▸ **Aim of the exercise**
The answer must consist of every record below, transcribed exactly.

▸ **Data listing**
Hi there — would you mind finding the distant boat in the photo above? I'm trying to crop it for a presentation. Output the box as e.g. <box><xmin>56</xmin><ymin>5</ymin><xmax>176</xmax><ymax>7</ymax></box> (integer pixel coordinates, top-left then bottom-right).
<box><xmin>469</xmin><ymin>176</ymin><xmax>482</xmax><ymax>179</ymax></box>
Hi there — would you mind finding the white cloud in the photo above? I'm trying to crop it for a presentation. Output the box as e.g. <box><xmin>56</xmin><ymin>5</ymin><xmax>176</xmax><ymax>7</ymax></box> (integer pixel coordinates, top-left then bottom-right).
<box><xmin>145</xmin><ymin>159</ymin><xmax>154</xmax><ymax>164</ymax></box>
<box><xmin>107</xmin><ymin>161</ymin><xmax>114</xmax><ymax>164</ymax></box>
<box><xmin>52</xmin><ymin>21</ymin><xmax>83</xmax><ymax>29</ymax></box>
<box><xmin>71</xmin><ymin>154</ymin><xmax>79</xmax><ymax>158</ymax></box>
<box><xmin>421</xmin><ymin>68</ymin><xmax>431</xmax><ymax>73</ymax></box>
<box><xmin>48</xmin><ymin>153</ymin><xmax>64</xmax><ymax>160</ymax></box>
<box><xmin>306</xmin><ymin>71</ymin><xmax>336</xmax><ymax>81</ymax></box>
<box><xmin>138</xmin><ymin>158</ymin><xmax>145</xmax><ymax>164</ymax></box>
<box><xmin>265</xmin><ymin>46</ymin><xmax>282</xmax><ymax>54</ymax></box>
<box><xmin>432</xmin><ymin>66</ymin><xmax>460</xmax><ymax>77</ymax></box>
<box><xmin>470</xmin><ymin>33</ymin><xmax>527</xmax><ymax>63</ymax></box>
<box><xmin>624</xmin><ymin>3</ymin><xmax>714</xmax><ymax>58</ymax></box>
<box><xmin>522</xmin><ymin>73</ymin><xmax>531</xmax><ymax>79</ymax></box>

▸ **Your response**
Hi there — would you mind finding the distant boat in the photo above? I'm trying to crop it for a presentation. Output the box as e.g. <box><xmin>56</xmin><ymin>5</ymin><xmax>176</xmax><ymax>7</ymax></box> (integer pixel coordinates, top-left then bottom-right).
<box><xmin>469</xmin><ymin>176</ymin><xmax>482</xmax><ymax>179</ymax></box>
Hi there — would you mind finding the white cloud in the photo above? I'm trying to crop it for a presentation. Output the box as e.g. <box><xmin>56</xmin><ymin>5</ymin><xmax>176</xmax><ymax>7</ymax></box> (integer pixel coordinates, top-left then bottom-right).
<box><xmin>145</xmin><ymin>159</ymin><xmax>154</xmax><ymax>164</ymax></box>
<box><xmin>107</xmin><ymin>161</ymin><xmax>114</xmax><ymax>164</ymax></box>
<box><xmin>52</xmin><ymin>21</ymin><xmax>83</xmax><ymax>29</ymax></box>
<box><xmin>71</xmin><ymin>154</ymin><xmax>79</xmax><ymax>158</ymax></box>
<box><xmin>421</xmin><ymin>68</ymin><xmax>431</xmax><ymax>73</ymax></box>
<box><xmin>48</xmin><ymin>153</ymin><xmax>64</xmax><ymax>160</ymax></box>
<box><xmin>306</xmin><ymin>71</ymin><xmax>336</xmax><ymax>81</ymax></box>
<box><xmin>138</xmin><ymin>158</ymin><xmax>145</xmax><ymax>164</ymax></box>
<box><xmin>265</xmin><ymin>46</ymin><xmax>282</xmax><ymax>54</ymax></box>
<box><xmin>432</xmin><ymin>66</ymin><xmax>460</xmax><ymax>77</ymax></box>
<box><xmin>470</xmin><ymin>33</ymin><xmax>527</xmax><ymax>63</ymax></box>
<box><xmin>624</xmin><ymin>3</ymin><xmax>714</xmax><ymax>58</ymax></box>
<box><xmin>522</xmin><ymin>73</ymin><xmax>531</xmax><ymax>79</ymax></box>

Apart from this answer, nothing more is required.